**DOCUMENT SECTION**
<<<<
Author: Dr Dan Pompa, D.Psc.
When many people think about cleansing, they focus primarily on the liver, kidneys, and other organs. While those areas are extremely important, it’s also necessary to cleanse at the cellular level. When cellular cleansing occurs, the body can rid itself of damaged or malfunctioning parts of cells, including damaged mitochondria, which can truly be toxic if left unattended in the body. Damaged mitochondria, for instance, can lead to accelerated cellular damage and aging as well chronic diseases.
We don’t often hear about cellular cleansing or getting rid of damaged mitochondria because this mode of cleansing isn’t something we ingest. In fact, it has a lot to do with what we don’t ingest This is because cellular cleansing often comes about when we give our bodies a rest from regular meals, which helps our bodies use their built-in mechanisms to cleanse themselves at the cellular level. In fact, short periods of fasting and “semi-fasting” help to bolster the body’s ability to cleanse itself, beginning with the cells. On the other hand, eating regular meals all the time—especially processed foods—can get in the way of cellular cleansing.
>>>>
**INSTRUCTIONS FOR THE TASK**
In the piece on cellular cleansing, what can damaged mitochondria lead to?

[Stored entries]
<<<<
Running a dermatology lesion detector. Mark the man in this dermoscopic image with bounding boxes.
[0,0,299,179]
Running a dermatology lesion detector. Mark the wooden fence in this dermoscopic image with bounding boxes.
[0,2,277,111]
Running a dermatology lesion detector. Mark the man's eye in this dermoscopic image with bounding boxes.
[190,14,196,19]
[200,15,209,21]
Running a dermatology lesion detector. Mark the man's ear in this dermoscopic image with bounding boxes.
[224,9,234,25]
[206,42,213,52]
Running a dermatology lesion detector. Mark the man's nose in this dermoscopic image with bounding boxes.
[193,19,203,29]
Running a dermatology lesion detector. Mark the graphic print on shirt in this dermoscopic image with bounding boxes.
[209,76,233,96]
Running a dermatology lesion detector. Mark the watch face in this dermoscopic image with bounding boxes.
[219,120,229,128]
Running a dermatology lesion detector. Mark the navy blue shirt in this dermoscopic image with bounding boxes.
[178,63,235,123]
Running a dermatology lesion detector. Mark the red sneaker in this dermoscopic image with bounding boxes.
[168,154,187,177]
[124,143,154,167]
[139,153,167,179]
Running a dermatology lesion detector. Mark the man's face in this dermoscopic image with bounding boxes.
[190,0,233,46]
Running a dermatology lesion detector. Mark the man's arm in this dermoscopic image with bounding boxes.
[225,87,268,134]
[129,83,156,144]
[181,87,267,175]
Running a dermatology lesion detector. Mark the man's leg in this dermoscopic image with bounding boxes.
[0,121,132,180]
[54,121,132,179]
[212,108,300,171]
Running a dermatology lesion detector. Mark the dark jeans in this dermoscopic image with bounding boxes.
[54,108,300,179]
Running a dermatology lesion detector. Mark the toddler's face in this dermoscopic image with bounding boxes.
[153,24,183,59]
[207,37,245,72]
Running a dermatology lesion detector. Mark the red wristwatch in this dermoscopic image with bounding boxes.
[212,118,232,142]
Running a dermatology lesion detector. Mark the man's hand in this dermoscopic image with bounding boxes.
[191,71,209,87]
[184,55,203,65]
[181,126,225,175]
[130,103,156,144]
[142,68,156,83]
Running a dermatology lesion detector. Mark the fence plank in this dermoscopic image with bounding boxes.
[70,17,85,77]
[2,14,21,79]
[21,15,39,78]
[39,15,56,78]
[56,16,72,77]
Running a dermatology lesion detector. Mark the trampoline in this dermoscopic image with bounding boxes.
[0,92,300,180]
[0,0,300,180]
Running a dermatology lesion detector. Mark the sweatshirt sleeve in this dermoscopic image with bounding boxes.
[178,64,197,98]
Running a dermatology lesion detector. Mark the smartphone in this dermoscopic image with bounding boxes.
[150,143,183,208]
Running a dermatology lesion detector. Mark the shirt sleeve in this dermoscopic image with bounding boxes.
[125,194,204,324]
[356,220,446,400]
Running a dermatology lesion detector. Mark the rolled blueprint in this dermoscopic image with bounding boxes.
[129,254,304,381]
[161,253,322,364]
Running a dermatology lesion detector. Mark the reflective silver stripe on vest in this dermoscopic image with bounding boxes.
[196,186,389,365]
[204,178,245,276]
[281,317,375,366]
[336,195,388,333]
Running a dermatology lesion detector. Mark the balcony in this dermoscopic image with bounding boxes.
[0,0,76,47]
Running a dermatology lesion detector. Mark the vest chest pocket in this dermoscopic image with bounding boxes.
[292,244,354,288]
>>>>
**EXERCISE OUTPUT**
Accelerated cellular damage and aging, as well as chronic diseases.